Instructions to follow
Rewrite the records from the line with "Mark the footpath" to the line with "pixel 203 392", renaming "footpath" to "trail" and leaving everything else unchanged.

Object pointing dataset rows
+--

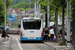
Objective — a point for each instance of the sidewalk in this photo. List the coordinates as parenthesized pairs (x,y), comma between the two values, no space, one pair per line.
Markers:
(57,47)
(1,40)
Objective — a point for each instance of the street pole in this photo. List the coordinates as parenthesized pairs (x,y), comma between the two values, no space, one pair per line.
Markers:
(35,9)
(39,9)
(48,15)
(68,23)
(5,14)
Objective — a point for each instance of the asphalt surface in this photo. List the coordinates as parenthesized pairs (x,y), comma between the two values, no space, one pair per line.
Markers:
(13,43)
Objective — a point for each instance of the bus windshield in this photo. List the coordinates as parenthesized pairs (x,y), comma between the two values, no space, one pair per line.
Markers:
(31,24)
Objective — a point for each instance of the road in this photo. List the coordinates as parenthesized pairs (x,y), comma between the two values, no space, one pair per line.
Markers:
(15,44)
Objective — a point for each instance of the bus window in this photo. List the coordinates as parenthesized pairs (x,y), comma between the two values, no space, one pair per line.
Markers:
(32,24)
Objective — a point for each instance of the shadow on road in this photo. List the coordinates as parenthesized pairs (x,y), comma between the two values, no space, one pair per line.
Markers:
(31,41)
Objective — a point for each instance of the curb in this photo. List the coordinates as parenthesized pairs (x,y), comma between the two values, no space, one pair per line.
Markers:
(50,46)
(2,41)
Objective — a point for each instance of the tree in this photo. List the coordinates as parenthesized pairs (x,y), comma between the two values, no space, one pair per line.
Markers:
(2,10)
(63,11)
(73,25)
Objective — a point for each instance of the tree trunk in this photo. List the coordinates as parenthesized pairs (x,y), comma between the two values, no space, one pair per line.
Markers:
(73,25)
(56,24)
(63,31)
(45,17)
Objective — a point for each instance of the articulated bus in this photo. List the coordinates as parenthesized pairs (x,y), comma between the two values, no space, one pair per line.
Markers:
(31,29)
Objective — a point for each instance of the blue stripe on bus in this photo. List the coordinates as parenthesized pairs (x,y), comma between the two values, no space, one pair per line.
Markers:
(37,38)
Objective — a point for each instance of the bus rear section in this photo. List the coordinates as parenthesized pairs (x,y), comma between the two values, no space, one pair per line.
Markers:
(31,30)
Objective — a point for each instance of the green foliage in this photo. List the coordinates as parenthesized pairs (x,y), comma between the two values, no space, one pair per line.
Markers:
(22,9)
(23,5)
(8,3)
(61,43)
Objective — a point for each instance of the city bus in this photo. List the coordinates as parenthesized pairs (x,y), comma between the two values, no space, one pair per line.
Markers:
(31,29)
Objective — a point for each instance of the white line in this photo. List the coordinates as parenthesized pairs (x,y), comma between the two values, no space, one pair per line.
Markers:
(19,44)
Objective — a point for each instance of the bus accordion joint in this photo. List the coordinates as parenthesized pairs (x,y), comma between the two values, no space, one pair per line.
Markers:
(41,33)
(21,33)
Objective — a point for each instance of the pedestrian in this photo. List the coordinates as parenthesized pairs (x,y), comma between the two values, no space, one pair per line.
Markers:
(4,34)
(46,33)
(52,33)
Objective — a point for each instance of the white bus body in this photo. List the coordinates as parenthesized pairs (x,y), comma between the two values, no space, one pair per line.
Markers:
(31,29)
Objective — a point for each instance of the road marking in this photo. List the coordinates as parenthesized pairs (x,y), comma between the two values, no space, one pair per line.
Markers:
(13,37)
(19,44)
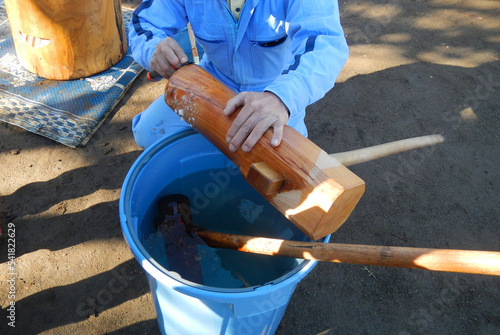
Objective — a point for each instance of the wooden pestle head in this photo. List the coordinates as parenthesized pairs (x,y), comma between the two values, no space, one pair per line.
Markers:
(312,189)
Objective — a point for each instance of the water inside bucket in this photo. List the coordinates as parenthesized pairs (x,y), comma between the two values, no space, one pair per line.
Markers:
(221,200)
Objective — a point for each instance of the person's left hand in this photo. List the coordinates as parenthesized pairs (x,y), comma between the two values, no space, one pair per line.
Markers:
(260,111)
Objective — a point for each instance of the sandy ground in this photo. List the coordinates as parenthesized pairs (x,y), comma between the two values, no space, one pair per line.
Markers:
(416,68)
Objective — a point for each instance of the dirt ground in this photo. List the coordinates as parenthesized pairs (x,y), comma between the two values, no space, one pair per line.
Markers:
(416,68)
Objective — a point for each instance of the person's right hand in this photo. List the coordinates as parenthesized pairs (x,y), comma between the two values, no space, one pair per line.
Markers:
(167,57)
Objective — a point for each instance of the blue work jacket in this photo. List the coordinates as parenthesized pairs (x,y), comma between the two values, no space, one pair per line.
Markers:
(293,48)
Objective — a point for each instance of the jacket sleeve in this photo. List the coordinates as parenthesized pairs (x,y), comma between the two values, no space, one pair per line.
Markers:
(151,22)
(320,51)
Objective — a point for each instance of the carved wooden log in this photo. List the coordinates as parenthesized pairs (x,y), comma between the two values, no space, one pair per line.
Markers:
(312,189)
(67,39)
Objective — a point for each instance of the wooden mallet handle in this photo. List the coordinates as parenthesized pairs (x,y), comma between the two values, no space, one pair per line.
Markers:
(464,261)
(313,190)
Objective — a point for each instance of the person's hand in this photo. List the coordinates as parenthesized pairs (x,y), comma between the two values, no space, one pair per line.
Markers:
(167,57)
(260,111)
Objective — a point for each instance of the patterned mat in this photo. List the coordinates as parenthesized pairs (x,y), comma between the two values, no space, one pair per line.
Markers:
(68,112)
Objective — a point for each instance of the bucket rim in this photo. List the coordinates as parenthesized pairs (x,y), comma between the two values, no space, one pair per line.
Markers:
(160,273)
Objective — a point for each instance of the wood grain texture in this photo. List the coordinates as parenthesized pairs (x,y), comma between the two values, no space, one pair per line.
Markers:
(67,39)
(317,194)
(463,261)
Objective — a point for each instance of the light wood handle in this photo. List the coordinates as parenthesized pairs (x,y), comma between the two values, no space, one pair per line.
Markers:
(353,157)
(463,261)
(312,189)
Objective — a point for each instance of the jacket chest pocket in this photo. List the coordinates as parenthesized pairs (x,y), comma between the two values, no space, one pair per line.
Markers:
(212,37)
(269,47)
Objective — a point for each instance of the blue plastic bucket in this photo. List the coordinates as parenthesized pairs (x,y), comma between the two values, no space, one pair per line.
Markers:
(185,307)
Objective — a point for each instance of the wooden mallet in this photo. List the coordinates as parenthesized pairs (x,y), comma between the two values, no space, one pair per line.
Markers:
(310,187)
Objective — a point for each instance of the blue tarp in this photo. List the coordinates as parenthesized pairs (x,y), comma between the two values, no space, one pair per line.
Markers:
(65,111)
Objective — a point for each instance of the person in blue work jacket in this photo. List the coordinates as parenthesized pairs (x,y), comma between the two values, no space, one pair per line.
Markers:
(279,56)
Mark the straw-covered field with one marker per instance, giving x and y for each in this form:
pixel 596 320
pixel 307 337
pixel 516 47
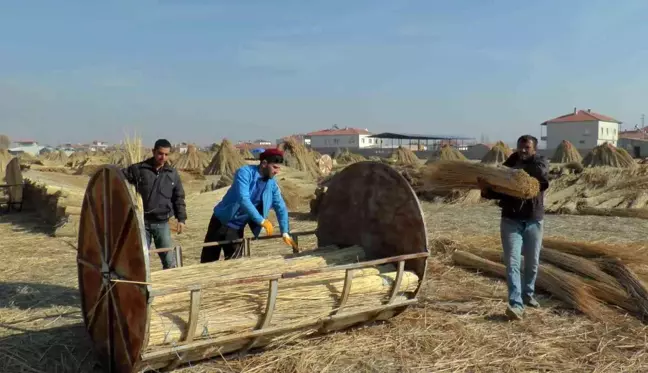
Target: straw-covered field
pixel 457 327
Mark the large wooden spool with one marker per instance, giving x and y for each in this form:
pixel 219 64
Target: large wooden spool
pixel 367 204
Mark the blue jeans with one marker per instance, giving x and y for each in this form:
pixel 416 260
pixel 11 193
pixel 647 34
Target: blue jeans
pixel 521 237
pixel 161 235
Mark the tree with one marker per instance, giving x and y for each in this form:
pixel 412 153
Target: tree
pixel 4 142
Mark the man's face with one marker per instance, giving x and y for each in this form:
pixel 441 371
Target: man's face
pixel 526 149
pixel 161 155
pixel 269 170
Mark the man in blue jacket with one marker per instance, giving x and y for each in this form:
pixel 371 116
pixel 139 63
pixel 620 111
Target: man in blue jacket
pixel 521 227
pixel 247 202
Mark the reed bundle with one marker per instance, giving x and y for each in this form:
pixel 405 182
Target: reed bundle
pixel 630 281
pixel 448 175
pixel 232 309
pixel 447 153
pixel 404 156
pixel 498 154
pixel 191 160
pixel 297 156
pixel 631 253
pixel 346 157
pixel 566 153
pixel 608 155
pixel 246 153
pixel 226 161
pixel 561 284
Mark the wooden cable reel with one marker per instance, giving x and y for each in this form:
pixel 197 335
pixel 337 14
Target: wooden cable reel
pixel 367 204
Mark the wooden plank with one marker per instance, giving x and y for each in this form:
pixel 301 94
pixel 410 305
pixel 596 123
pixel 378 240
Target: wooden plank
pixel 398 281
pixel 267 315
pixel 170 352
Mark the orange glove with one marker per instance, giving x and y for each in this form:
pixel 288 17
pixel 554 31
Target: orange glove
pixel 267 226
pixel 289 241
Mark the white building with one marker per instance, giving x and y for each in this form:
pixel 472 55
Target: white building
pixel 583 128
pixel 26 146
pixel 344 138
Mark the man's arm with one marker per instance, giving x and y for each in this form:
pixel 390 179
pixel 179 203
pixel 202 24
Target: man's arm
pixel 242 187
pixel 279 205
pixel 177 199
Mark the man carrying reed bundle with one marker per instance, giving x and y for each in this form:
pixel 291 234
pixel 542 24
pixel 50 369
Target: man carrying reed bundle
pixel 521 227
pixel 162 195
pixel 247 202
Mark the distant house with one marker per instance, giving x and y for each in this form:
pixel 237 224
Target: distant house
pixel 25 146
pixel 97 146
pixel 585 129
pixel 300 138
pixel 345 138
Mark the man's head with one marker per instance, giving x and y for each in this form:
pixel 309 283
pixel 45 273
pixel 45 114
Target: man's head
pixel 161 151
pixel 527 146
pixel 271 160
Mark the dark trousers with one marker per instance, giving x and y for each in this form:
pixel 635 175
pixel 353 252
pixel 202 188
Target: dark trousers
pixel 219 232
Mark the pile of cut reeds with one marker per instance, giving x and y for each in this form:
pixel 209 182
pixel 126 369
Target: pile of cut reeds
pixel 448 175
pixel 404 156
pixel 607 155
pixel 226 161
pixel 585 275
pixel 498 154
pixel 238 308
pixel 297 156
pixel 566 153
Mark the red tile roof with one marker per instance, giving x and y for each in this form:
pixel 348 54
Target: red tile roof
pixel 582 116
pixel 340 132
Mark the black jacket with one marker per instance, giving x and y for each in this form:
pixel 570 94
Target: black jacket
pixel 161 191
pixel 518 208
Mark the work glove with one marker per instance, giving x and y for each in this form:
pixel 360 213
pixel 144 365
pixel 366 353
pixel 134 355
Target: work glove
pixel 289 241
pixel 267 226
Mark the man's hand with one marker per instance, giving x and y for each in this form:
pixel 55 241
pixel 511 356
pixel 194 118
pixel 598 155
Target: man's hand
pixel 483 184
pixel 267 226
pixel 289 241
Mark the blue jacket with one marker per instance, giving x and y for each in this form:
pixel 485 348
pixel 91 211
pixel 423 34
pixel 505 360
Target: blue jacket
pixel 238 196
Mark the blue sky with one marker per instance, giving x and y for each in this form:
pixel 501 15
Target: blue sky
pixel 201 70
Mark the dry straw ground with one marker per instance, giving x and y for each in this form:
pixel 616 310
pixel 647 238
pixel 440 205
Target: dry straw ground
pixel 457 327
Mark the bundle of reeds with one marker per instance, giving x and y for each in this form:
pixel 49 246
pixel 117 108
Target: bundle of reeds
pixel 404 156
pixel 607 155
pixel 191 160
pixel 297 156
pixel 231 309
pixel 226 161
pixel 566 153
pixel 448 175
pixel 246 153
pixel 346 157
pixel 447 153
pixel 497 154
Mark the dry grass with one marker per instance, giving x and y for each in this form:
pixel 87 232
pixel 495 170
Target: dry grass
pixel 457 327
pixel 447 175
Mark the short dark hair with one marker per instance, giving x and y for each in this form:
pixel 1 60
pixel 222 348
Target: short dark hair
pixel 527 138
pixel 162 143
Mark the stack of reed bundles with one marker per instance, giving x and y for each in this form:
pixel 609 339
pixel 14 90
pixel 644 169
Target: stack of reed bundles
pixel 232 309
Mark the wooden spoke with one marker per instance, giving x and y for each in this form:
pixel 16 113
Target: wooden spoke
pixel 111 235
pixel 121 238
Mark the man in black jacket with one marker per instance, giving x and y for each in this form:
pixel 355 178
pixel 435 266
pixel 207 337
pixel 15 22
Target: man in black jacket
pixel 161 189
pixel 521 227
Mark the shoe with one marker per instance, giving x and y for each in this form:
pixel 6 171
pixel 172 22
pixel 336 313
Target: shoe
pixel 531 302
pixel 514 313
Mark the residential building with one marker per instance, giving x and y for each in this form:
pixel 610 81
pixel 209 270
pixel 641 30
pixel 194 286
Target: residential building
pixel 25 146
pixel 585 129
pixel 344 138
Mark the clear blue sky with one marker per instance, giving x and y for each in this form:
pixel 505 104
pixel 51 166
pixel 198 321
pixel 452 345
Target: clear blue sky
pixel 201 70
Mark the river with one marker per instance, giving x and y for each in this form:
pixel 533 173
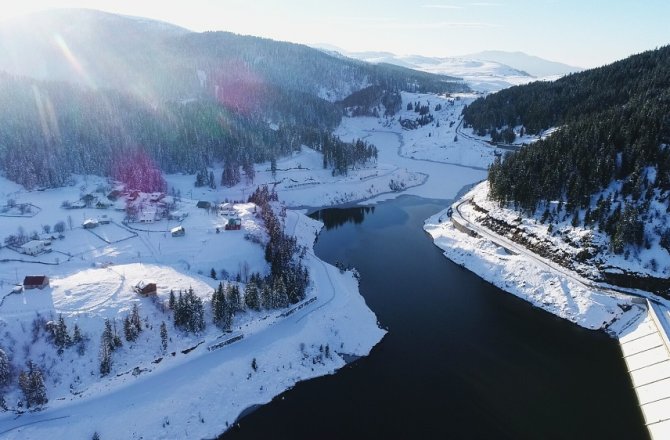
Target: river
pixel 462 359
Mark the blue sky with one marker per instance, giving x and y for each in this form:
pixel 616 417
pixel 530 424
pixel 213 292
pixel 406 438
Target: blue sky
pixel 584 33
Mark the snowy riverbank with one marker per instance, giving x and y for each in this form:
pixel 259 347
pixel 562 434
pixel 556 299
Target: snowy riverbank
pixel 201 393
pixel 524 277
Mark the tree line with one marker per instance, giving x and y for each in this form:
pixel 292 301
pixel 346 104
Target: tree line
pixel 614 127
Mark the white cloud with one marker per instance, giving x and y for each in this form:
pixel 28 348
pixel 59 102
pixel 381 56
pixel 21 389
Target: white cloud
pixel 442 6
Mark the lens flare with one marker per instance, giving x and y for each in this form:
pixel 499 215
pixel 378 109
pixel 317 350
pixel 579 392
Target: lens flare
pixel 72 59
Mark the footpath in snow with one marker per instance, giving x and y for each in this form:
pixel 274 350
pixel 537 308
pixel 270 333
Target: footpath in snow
pixel 203 392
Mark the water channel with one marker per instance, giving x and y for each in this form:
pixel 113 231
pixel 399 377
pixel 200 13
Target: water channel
pixel 461 360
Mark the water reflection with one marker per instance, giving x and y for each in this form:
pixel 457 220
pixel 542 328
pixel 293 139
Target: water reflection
pixel 336 217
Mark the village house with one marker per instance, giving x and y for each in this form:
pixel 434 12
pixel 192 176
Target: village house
pixel 35 282
pixel 177 215
pixel 226 209
pixel 33 247
pixel 145 288
pixel 179 231
pixel 148 215
pixel 234 224
pixel 101 204
pixel 90 223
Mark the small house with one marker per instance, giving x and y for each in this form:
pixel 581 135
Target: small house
pixel 148 215
pixel 114 195
pixel 155 197
pixel 226 209
pixel 145 288
pixel 234 224
pixel 90 223
pixel 89 199
pixel 35 282
pixel 101 204
pixel 33 247
pixel 177 215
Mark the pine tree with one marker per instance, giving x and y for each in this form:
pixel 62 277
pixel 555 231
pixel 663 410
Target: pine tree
pixel 221 310
pixel 31 383
pixel 251 298
pixel 107 335
pixel 106 348
pixel 61 336
pixel 172 300
pixel 79 340
pixel 233 298
pixel 5 369
pixel 164 336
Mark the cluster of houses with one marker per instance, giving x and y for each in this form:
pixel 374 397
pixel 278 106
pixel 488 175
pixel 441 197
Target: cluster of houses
pixel 226 210
pixel 144 288
pixel 139 207
pixel 35 247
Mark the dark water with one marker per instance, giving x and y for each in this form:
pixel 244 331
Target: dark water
pixel 462 359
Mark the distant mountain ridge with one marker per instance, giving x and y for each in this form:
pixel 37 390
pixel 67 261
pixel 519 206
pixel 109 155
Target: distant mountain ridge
pixel 486 71
pixel 81 88
pixel 535 66
pixel 100 49
pixel 607 169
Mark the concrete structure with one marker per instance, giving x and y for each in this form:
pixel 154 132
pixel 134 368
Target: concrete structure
pixel 646 350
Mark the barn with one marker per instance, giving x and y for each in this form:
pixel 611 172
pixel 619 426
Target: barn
pixel 33 247
pixel 179 231
pixel 35 282
pixel 145 288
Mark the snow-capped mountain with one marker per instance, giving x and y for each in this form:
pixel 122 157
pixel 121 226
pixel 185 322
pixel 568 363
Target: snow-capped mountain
pixel 485 71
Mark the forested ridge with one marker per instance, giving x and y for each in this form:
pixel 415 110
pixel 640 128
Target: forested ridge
pixel 614 133
pixel 188 100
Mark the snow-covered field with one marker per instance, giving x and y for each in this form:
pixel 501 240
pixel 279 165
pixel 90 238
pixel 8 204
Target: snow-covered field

+--

The reply
Mark the trail in snow with one marker per instance, giving x and y for each in this form:
pixel 274 350
pixel 537 308
pixel 270 333
Target: trail in snow
pixel 203 392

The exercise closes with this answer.